Mercredi 5 février à 20 heures au Méliès, Claus Drexel viendra présenter devant le public de Grenoble, une ville qu’il connaît très bien pour y avoir grandi, son film Au bord du monde.
Le documentaire, qui donne la parole aux sans-abri parisiens, sera ensuite visible durant deux semaines sur les écrans du cinéma de la Caserne de Bonne. Très pris par l’actualité de son film et ses rencontres avec les spectateurs, son réalisateur a toutefois pu nous accorder un peu de son temps pour répondre à quelques questions.
Le Bon Plan — On peut penser qu’il y a deux tabous au cinéma : on ne montre pas de vieux, et on ne montre pas de SDF. A-t-il été difficile de monter le projet d’un film donnant dans son intégralité la parole à des sans-abri ?

• **Données disponibles**
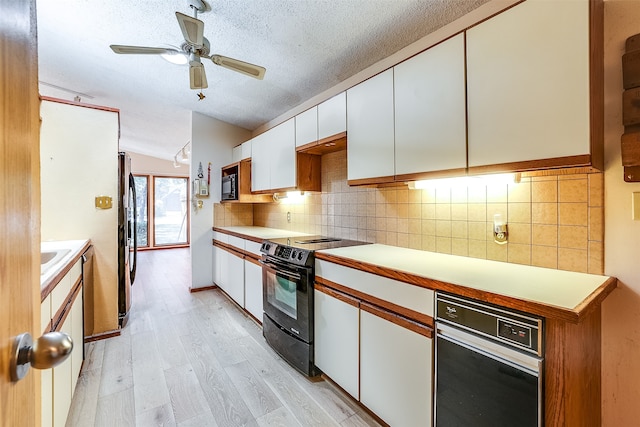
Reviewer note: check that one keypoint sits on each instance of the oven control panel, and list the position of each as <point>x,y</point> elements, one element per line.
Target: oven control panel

• **À faire**
Citez, s'il vous plaît, le passage de l'extrait qui va de « Mercredi 5 février » jusqu'à « bord du monde. » inclus. La liste n'a aucun lien avec l'extrait.

• **La réponse**
Mercredi 5 février à 20 heures au Méliès, Claus Drexel viendra présenter devant le public de Grenoble, une ville qu’il connaît très bien pour y avoir grandi, son film Au bord du monde.